# [Texto selecionado]

************

Nas palavras de Nietzsche, o pensamento a-histórico destes psicólogos fica claro quando eles decretam que:
“originalmente as ações egoístas foram louvadas e consideradas boas por aqueles aos quais eram feitas, aos quais eram úteis , mais tarde foi esquecida essa origem do louvor, e as ações não egoístas, pelo simples fato de terem sido costumeiramente tidas como boas, foram também sentidas como boas – como se em si fossem algo bom(...) Temos ai ‘a utilidade’, ‘o esquecimento’, ‘o hábito’ e por fim ‘o erro’, tudo servindo de base a uma valoração da qual o homem superior até agora teve orgulho, como se fosse um privilégio do próprio homem”.
Para que possamos adentrar um pouco sobre o pensamento de Spencer, convém acompanhar uma carta aberta a Stuart Mill, citada no livro Descent of men, de Darwin, onde ele dirá:
“Eu acredito que as experiências de utilidade organizadas e consolidadas através de todo o passado de gerações da raça humana, produziram modificações correspondentes, às quais, por transmissão contínua, tornaramse nós, certas faculdades de intuição moral - certas emoções correspondentes às condutas certas e erradas, às quais não tem aparentemente nenhuma base na experiência individual de utilidade” (Darwin, Works, 21:127. The full text is in Bain, Mental and Moral Science, 722, apud Rée, Paul. op.cit., p.xxiixxiii).
Small (ibid) comenta que, para Spencer, a tarefa da ciência moral é refinar e sistematizar estas conclusões intuitivas que nos chegam em estado bruto, utilizando, para fundamentar sua teoria, o exemplo da ciência da geometria que começa com sentimentos espaciais, mas alcança os teoremas cuja validade é independente da experiência empírica. Ou seja, para Spencer, da mesma maneira que a verdade necessária das proposições geométricas mostram que elas não são apenas generalizações empíricas alcançadas através da indução a partir de uma gama diversa de experiências, a sua própria ciência do “absoluto” ou ética “racional” possuiria um estatuto similar. Ele mostra que as proposições a que chegou são verdades necessárias e universais para as quais não existe alternativa coerente. Conforme estas proposições, “o desenvolvimento último do homem ideal é logicamente certo”, já que, para Spencer, haveria uma lei universal do desenvolvimento, um progresso inevitável, mostrando que, no futuro, a humanidade atingiria um estado de “perfeição”.
Porém, pensar numa evolução, numa lei natural que regeria a vida, é partir de um “antropomorfismo estético”, é acreditar que a vida imita o homem, como se pudesse ser tocada por nossos juízos estéticos e morais. Para Nietzsche não há leis na natureza, porque o “mundo é caos”, o que há são necessidades que não têm uma forma humana, portanto, não há ninguém por detrás de suas “ações”. Criar propósitos é divinizar a natureza, a proposta de Nietzsche é que afirmemos a vida sem a sombra de Deus, isto é, sem a necessidade de buscar fundamentos para aquilo que simplesmente é. Ao buscarmos fundamentos não estamos afirmando a vida, estamos sim, afirmando nossa fragilidade diante daquilo que não temos como entificar. Por isso, a proposta de Nietzsche é: “a desumanização da natureza e depois a naturalização do homem depois de ele ter adquirido o puro conceito de ‘natureza’” (Fragmento póstumo, primavera-outono de 1881, 11[211]).

************

# [Dados registrados]

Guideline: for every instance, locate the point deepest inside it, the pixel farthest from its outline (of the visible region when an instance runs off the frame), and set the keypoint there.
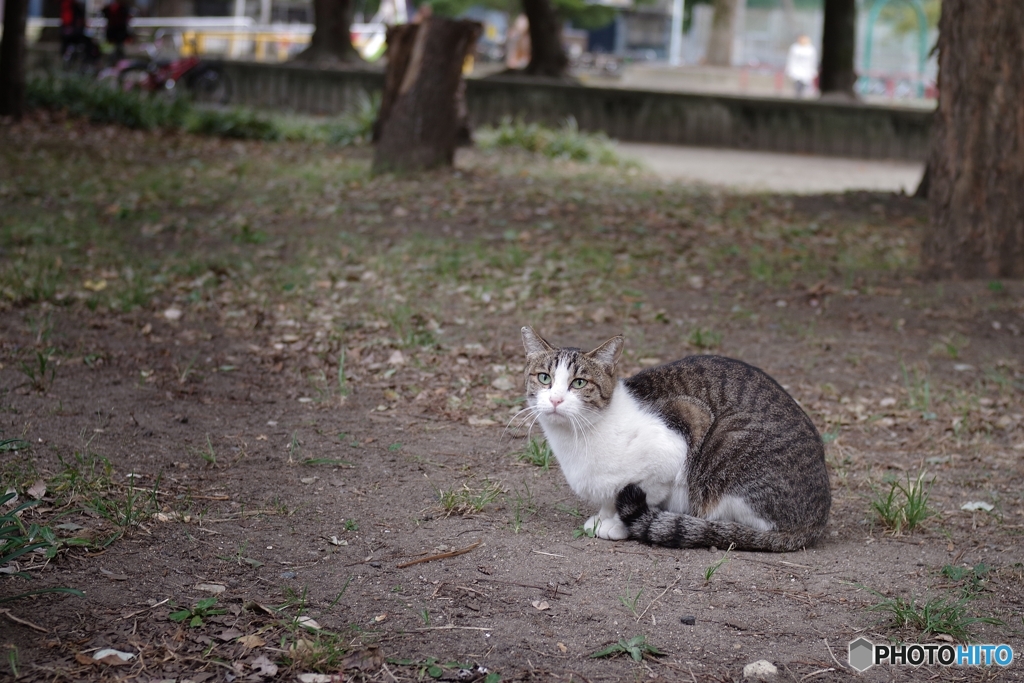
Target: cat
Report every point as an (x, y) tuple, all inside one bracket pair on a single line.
[(725, 456)]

************

# [Tarefas e exercícios]
(a) No texto selecionado, a quem é dirigida a carta aberta de Spencer citada no livro de Darwin?
(b) Transcreva do texto selecionado tudo o que vai de "Para que possamos" até "Paul. op.cit., p.xxiixxiii).".

# [Respostas das tarefas]
(a) A Stuart Mill.

(b)
Para que possamos adentrar um pouco sobre o pensamento de Spencer, convém acompanhar uma carta aberta a Stuart Mill, citada no livro Descent of men, de Darwin, onde ele dirá:
“Eu acredito que as experiências de utilidade organizadas e consolidadas através de todo o passado de gerações da raça humana, produziram modificações correspondentes, às quais, por transmissão contínua, tornaramse nós, certas faculdades de intuição moral - certas emoções correspondentes às condutas certas e erradas, às quais não tem aparentemente nenhuma base na experiência individual de utilidade” (Darwin, Works, 21:127. The full text is in Bain, Mental and Moral Science, 722, apud Rée, Paul. op.cit., p.xxiixxiii).